> Do this
Write the data out again in full, with no departure from the original.

> Excerpted records
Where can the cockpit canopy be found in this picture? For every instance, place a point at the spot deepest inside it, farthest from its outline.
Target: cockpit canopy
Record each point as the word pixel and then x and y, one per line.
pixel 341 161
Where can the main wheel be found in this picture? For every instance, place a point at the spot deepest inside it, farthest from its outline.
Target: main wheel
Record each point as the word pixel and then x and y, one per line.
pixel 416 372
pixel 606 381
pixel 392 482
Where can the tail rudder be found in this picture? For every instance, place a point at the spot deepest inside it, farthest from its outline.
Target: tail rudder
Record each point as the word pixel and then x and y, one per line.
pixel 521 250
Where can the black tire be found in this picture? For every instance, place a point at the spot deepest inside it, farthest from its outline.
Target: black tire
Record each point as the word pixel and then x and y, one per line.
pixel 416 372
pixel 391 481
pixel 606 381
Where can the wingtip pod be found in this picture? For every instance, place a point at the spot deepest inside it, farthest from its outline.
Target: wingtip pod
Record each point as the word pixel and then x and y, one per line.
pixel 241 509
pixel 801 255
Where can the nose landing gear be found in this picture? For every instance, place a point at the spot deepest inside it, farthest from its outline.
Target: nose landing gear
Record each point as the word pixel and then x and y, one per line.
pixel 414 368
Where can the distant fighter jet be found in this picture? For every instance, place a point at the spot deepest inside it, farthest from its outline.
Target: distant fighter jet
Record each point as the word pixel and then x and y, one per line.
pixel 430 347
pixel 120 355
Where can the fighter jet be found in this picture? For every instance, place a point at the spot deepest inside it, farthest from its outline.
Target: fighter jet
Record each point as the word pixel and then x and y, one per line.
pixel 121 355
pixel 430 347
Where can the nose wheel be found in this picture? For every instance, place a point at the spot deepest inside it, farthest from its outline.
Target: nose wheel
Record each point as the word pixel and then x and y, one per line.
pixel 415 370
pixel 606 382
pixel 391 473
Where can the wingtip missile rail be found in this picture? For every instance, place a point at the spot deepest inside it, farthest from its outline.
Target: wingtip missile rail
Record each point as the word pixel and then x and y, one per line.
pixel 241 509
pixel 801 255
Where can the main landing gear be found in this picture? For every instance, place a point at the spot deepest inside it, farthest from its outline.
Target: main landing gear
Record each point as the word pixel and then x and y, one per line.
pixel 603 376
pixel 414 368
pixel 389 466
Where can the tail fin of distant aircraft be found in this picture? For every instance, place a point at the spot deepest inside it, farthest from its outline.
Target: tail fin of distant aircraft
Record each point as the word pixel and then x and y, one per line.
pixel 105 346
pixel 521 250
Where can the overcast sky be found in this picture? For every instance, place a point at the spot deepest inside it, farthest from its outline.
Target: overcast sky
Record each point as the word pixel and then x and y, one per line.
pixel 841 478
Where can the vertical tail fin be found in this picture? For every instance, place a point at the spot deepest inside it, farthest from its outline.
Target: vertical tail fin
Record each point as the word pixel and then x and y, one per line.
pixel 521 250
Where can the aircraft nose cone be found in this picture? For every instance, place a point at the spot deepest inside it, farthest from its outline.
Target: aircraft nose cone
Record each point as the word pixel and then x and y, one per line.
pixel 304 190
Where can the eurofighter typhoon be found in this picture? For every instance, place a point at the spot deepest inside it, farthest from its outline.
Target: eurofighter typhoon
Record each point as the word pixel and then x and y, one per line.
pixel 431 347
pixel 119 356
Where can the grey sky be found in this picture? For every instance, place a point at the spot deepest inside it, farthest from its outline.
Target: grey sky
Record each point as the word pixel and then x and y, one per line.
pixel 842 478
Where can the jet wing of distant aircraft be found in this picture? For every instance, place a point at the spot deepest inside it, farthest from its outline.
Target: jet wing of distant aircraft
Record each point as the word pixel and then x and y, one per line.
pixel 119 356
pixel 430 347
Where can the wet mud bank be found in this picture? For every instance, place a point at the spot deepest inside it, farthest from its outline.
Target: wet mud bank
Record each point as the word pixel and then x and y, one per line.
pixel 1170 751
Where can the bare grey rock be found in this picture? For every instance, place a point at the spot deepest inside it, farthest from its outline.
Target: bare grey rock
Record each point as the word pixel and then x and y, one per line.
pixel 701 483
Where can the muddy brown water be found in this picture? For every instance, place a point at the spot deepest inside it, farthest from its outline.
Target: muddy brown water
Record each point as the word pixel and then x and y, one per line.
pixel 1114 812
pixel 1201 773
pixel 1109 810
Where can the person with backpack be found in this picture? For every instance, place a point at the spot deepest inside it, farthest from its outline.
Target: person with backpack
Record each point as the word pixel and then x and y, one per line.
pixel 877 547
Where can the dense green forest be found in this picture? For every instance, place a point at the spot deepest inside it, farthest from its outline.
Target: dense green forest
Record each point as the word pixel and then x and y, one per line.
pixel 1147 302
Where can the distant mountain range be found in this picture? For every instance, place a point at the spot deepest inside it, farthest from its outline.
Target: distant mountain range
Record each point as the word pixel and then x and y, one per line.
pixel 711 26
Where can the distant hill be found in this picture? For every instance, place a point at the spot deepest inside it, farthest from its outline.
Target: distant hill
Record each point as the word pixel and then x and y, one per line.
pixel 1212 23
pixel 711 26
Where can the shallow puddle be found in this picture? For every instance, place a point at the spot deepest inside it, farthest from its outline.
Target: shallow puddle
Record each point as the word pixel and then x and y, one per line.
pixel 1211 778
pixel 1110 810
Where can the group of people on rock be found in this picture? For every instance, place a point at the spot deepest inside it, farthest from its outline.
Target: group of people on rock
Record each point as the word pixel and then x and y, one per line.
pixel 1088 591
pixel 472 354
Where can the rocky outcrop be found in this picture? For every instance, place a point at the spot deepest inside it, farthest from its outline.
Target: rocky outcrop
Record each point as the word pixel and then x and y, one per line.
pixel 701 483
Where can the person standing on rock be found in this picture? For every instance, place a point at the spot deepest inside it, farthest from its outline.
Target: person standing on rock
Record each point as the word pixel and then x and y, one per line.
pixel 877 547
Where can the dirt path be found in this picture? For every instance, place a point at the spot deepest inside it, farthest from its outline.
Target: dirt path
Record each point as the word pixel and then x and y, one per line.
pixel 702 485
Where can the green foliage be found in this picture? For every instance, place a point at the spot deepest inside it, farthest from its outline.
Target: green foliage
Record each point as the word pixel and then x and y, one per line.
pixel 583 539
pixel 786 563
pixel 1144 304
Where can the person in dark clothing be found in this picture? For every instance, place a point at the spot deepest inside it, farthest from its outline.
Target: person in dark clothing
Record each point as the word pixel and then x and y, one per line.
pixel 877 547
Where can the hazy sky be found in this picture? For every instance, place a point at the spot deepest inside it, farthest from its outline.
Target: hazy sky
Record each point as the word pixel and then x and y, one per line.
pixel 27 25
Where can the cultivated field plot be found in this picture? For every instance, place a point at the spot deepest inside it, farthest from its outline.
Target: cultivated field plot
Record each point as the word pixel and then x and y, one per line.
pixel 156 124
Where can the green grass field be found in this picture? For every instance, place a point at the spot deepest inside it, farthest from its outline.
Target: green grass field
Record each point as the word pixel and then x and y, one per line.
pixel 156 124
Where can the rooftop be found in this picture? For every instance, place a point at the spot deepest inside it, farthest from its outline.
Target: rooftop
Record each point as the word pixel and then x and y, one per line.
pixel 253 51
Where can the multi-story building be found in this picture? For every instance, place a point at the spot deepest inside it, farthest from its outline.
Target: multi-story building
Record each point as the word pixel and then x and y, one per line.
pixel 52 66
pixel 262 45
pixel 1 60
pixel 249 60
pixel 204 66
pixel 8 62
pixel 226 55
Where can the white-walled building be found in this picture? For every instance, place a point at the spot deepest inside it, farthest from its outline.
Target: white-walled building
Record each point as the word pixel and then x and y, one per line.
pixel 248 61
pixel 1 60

> Reply
Where can the cockpit canopy be found in this picture? For every instance, place a point at the spot deepest inside it, farthest from its outline.
Target: cockpit canopy
Record each point as the word pixel and then x and y, one per line.
pixel 341 161
Where can the main wheel be found in this picture? For every instance, place a point at the spot deepest inside it, farthest from its outline.
Target: main wheel
Record each point as the word pixel and then x and y, one per line.
pixel 416 372
pixel 606 381
pixel 392 482
Where can the tail rudder be found in this picture? For every instance, place a point at the spot deepest inside it, farthest from its outline.
Target: tail rudder
Record each point as the word pixel and then x and y, one per line.
pixel 521 250
Where can the black tire be found in this picture? For every instance, place a point at the spot deepest inside it, farthest from its outline.
Target: black tire
Record each point as the word pixel and then x and y, one per line.
pixel 416 372
pixel 391 481
pixel 606 381
Where can the wingtip pod be found in this picture? For every instance, place a point at the spot deepest inside it, farthest from its outline.
Target: wingtip pod
Record each point as the word pixel and then x and y, one per line.
pixel 241 509
pixel 801 255
Where can the nose landing gear be found in this picture? For every instance, place a point at the spot deepest inside it, farthest from its outline.
Target: nose landing gear
Record each point as the word pixel and then x and y, one per line.
pixel 414 368
Where can the distant fighter jet be found in this picture? For every instance, place a point at the spot deepest inside it, farthest from its outline.
Target: distant fighter jet
Record each point as the word pixel and then x and y, one per line.
pixel 430 347
pixel 120 355
Where can the fighter jet be found in this picture? For every instance, place a point at the spot deepest inside it, farthest from its outline.
Target: fighter jet
Record each point as the word pixel and then x and y, one per line.
pixel 121 355
pixel 430 347
Where can the nose wheel be found in this picture? For every instance, place a point at the spot deepest inside it, farthest from its outline.
Target: nose wheel
Record each point as the word pixel and then x and y, one per line.
pixel 415 370
pixel 606 382
pixel 391 473
Where can the wingtip missile rail be found in this picture? For every instance, place a point at the spot deepest inside it, farthest from its outline.
Target: wingtip missile rail
Record each point as the word pixel and then x and y, one per line.
pixel 241 509
pixel 801 255
Where can the main landing gear be found in this picture? For every instance, place a point at the spot deepest inside it, farthest from its outline.
Target: main landing gear
Record each point as the word pixel and then x and y, one per line.
pixel 603 376
pixel 414 368
pixel 389 466
Where can the tail fin of distant aircraft be found in this picture? For every instance, place a point at the spot deepest inside it, farthest from its outline.
Target: tail fin of distant aircraft
Record each point as the word pixel and then x and y, one per line.
pixel 105 346
pixel 521 250
Where can the overcast sky be found in this picture? For every instance, place a point at the spot deepest inside it, farthest from its outline.
Target: overcast sky
Record each point as the word pixel and then x and y, one per line.
pixel 841 478
Where can the vertical tail fin be found in this picture? For every instance, place a point at the spot deepest inside it, farthest from its outline.
Target: vertical tail fin
Record each point as the word pixel and then x and y, one per line.
pixel 521 250
Where can the aircraft nose cone be found in this picture? For every instance, place a point at the spot deepest inside it, farthest from its outline.
Target: aircraft nose cone
Record each point as the word pixel and then x and y, one per line.
pixel 304 190
Where can the eurofighter typhoon be found in this picture? For every instance, place a point at the spot deepest inside it, farthest from its outline.
Target: eurofighter typhoon
Record each point as the word pixel and then x and y, one per line.
pixel 431 347
pixel 119 356
Where can the grey sky be found in this picture? For every instance, place a point at the spot deepest inside it, farthest from its outline.
Target: grey sky
Record each point as the word pixel and then x and y, one per line.
pixel 842 478
Where can the jet wing of distant aircraft be found in this picture? For every instance, place a point at the spot deepest inside it, farthest from its outline.
Target: jet wing of distant aircraft
Record each point as the word pixel and then x and y, one per line.
pixel 119 356
pixel 430 347
Where can the wet mud bank be found in this picture? For every instance, place a point at the spot deepest inside it, farthest from its outline.
Target: wet mud bank
Record each point as the word pixel and then x and y, one per line.
pixel 1170 751
Where can the bare grey rock be found in this picture? For every instance, place a point at the spot deepest inside it, farthest from its outline.
Target: bare grey rock
Record each point as the word pixel and then x and y, one per line.
pixel 701 483
Where can the muddy brown water be found in this picture? For every instance, place a point at the spot deepest inside it, farthest from its outline.
Target: muddy brown water
Record each point as the word pixel and then x and y, one per line.
pixel 1114 812
pixel 1201 773
pixel 1109 810
Where can the person with backpack be found in this picture? For every instance, place a point at the spot deepest inside it, farthest from its outline.
Target: person with backpack
Record each point as the word pixel and then x and y, one per line.
pixel 877 547
Where can the dense green forest be found in this picture? For every instance, place a point at the spot deepest inside it, farthest from its outline.
Target: dense green forest
Record each point as the word pixel and then x and y, one per line.
pixel 1147 302
Where can the distant mountain range be found in this picture? For every instance, place a point at the spot deepest inside it, farthest from its outline.
Target: distant mountain range
Record each point as the word pixel and then x and y, one per line.
pixel 711 26
Where can the distant hill be found in this picture? For every instance, place a point at the spot deepest inside it, farthest from its outline.
Target: distant hill
Record each point as the word pixel and then x and y, one per line.
pixel 1212 23
pixel 711 26
Where can the shallow puddle be found in this picture? For every instance, place a point at the spot deepest inside it, farthest from its outline.
Target: shallow puddle
Record each point as the word pixel and then x and y, one per line.
pixel 1211 778
pixel 1110 810
Where can the group of people on rock be found in this picture? For every instance, place a point at the spot deepest inside it, farthest from its outline.
Target: group of people on rock
Record each point as the word pixel and then x and y, one per line.
pixel 1088 591
pixel 472 354
Where can the rocky outcrop be found in this picture? For every instance, place a point at the spot deepest inside it, farthest from its outline.
Target: rocky outcrop
Record each point as the word pixel and then x and y, one per line.
pixel 701 483
Where can the person standing on rock be found in this picture? For every instance, place a point at the spot deepest inside it, farthest from its outline.
Target: person standing on rock
Record each point as the word pixel and then x and y, one per line.
pixel 877 547
Where can the dirt path be found in this picture? For every instance, place a point at the spot deepest inside it, farthest from its outline.
Target: dirt path
Record each point as the word pixel and then x and y, one per line.
pixel 702 485
Where can the green foliage be found in this picture? For every instance, place a point at the spot deepest inside it, farthest from its outline.
Target: green foliage
Record each point as the word pixel and then x and y, one per line.
pixel 583 539
pixel 786 563
pixel 1144 304
Where can the person in dark clothing be found in this picture? For every instance, place a point at the spot deepest inside it, farthest from its outline.
Target: person in dark clothing
Record each point as the word pixel and then x and y, one per line.
pixel 877 547
Where can the hazy sky be found in this picture? For every instance, place a point at the spot deepest inside it, farthest from its outline.
Target: hazy sky
Record each point as the word pixel and then x and y, one per line.
pixel 27 25
Where can the cultivated field plot be found in this picture? For every instance, place a point at the spot deepest inside it, farthest from its outline.
Target: cultivated field plot
Record each point as the word pixel and then x and y, one per line.
pixel 156 124
Where can the green grass field be found in this picture? For every instance, place a point at the spot deepest inside it, farthest from its outline.
Target: green grass field
Record each point as the word pixel and then x and y, one per line.
pixel 156 124
Where can the rooftop be found in this picture? For every instance, place a point at the spot deepest inside it, farthest from its outline.
Target: rooftop
Record each point as the word pixel and then x and y, one per line.
pixel 253 51
Where can the multi-story building be found in this picture? For every instance, place a point at the spot deepest inside it, farthest from its outline.
Target: multi-story building
Record each point as the word pixel and then x and y, one per line.
pixel 52 66
pixel 262 45
pixel 1 60
pixel 249 60
pixel 204 66
pixel 8 62
pixel 226 55
Where can the white-walled building be found in this picture? For every instance, place a point at the spot deepest inside it, farthest from its outline.
Target: white-walled building
Record each point as the word pixel and then x and y, one per line.
pixel 248 61
pixel 1 60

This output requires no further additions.